> **Problems to work on**
1 - Which percentages appear in the text on insurance claims during business closures (not the material)? List every one.
2 - Extract, word for word, the part of the text on insurance claims during business closures that runs from "So far, according" up to and including "figure is 82%.".
3 - Continue the text on insurance claims during business closures from where it stops.

> **Document segment**
*** Block opens ***
So far, according to the ONS, 24% of businesses in the UK have temporarily closed or paused trading. And, in the entertainment and recreation sector, this figure is 82%.
The Association of British Insurers (ABI), says it’s had record claims. This includes small and large businesses, as well as individuals claiming for cancelled trips, weddings, and events.
Why are claims being rejected?
At the moment, many firms are having claims rejected as they are only covered for business interruption insurance – which doesn’t cover infectious disease pandemics. There have been reports of many businesses struggling to get money back from insurers.
Commons Treasury Select Committee chair Mel Stride says: “The Committee continues to receive evidence concerning the difficulties that firms are facing in making a successful claim. For example, [Pub and dining firm lobby group] UKHospitality told us that 71% of its members have had claims rejected, with only 1% having any success.”
She adds: “There may be many instances where individuals and businesses believe they are covered, but in reality may not be.”
“However, we are concerned that the insurance sector goes the extra mile in meeting claims wherever possible. For example, where there may be grey areas within policies.”
How much will be paid out?
*** Block closes ***
> **Extracted records**
*** Block opens ***
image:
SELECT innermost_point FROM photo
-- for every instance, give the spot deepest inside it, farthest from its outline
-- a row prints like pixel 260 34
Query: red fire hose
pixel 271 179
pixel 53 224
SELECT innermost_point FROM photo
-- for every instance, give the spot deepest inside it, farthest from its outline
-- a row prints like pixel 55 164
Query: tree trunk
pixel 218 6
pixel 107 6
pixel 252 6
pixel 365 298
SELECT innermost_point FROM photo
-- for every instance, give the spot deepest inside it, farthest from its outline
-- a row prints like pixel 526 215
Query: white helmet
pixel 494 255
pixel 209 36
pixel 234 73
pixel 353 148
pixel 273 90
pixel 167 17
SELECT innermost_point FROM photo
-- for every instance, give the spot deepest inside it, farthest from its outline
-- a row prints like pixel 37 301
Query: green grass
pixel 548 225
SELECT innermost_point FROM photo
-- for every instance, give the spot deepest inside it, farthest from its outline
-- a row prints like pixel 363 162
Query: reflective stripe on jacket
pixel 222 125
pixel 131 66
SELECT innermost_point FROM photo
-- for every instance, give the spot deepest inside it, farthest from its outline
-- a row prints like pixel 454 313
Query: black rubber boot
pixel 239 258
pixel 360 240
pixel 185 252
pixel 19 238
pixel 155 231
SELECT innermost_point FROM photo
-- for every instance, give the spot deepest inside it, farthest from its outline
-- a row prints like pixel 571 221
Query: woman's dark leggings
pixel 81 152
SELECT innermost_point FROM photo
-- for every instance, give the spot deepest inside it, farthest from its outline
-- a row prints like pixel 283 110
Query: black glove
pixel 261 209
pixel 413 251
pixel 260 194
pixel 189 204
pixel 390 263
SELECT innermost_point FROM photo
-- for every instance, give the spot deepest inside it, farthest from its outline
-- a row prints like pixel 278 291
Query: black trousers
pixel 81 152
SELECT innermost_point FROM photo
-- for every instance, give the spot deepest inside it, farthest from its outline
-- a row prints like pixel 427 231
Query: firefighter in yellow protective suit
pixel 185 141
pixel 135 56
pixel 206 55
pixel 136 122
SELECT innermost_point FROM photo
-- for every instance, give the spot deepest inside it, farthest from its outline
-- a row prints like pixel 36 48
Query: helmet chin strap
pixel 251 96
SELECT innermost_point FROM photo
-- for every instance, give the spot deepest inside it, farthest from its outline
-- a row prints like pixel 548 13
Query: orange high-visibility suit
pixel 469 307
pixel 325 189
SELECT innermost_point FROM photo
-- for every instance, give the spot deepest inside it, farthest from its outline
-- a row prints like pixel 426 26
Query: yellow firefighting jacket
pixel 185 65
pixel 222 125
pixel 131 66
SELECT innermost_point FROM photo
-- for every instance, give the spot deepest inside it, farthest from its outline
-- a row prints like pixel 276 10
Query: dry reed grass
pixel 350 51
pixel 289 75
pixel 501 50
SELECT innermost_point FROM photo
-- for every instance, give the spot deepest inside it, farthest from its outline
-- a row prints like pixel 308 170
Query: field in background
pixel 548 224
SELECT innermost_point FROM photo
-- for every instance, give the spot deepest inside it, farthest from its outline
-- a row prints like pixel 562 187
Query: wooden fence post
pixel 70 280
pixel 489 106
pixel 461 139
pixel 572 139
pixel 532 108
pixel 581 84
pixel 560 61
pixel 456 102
*** Block closes ***
> **Outputs for the tasks**
1 - 24%, 82%, 71%, 1%

2 -
So far, according to the ONS, 24% of businesses in the UK have temporarily closed or paused trading. And, in the entertainment and recreation sector, this figure is 82%.

3 -
The ABI has estimated that around £900 million will be paid out to firms that are covered by infectious disease insurance. Although, it says this could rise to as much as £1.2 billion.
However, due to the rising number of disputes between businesses and their insurances, it’s still unclear what the final figure will be in reality.
ABI chief executive Huw Evans says: “Most business interruption insurance policies that most businesses have are very much designed to protect them from fire and floor every day risks that protect their businesses and in the small number of cases it’s designed to cover illnesses that come on your premises for a short duration they’re not intended and not priced to cover a global pandemic.”
MP’s have urged insurance companies to be fair with claimants, although it will be costly. If not, companies have been advised they can take their claim to the Financial Ombudsman for a second judgement or appeal.